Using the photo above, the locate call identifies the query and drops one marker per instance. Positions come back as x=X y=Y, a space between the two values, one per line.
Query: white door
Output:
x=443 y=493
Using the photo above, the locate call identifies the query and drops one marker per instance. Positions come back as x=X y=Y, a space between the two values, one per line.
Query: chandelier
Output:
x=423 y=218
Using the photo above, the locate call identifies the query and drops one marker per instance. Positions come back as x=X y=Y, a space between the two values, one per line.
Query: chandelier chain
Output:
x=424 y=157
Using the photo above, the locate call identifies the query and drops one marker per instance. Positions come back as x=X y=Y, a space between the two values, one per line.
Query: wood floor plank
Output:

* * *

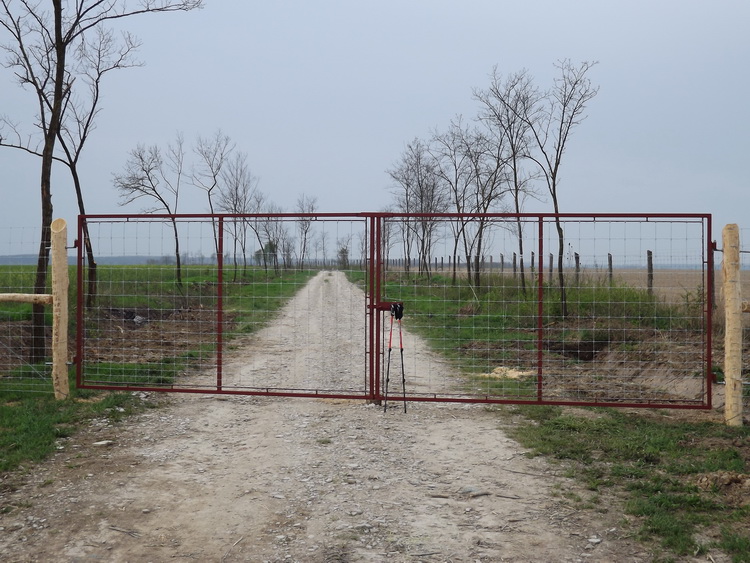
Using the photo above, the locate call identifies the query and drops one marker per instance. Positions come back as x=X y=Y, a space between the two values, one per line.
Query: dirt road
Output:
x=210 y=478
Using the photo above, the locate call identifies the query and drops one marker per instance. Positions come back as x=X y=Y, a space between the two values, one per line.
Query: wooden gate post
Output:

▶ WORK REQUIRED
Extract every line of the data above that contains the string "chandelier". Matching is case-sensitive.

▶ OUTPUT FOR THIS EXERCISE
Query: chandelier
Query: chandelier chain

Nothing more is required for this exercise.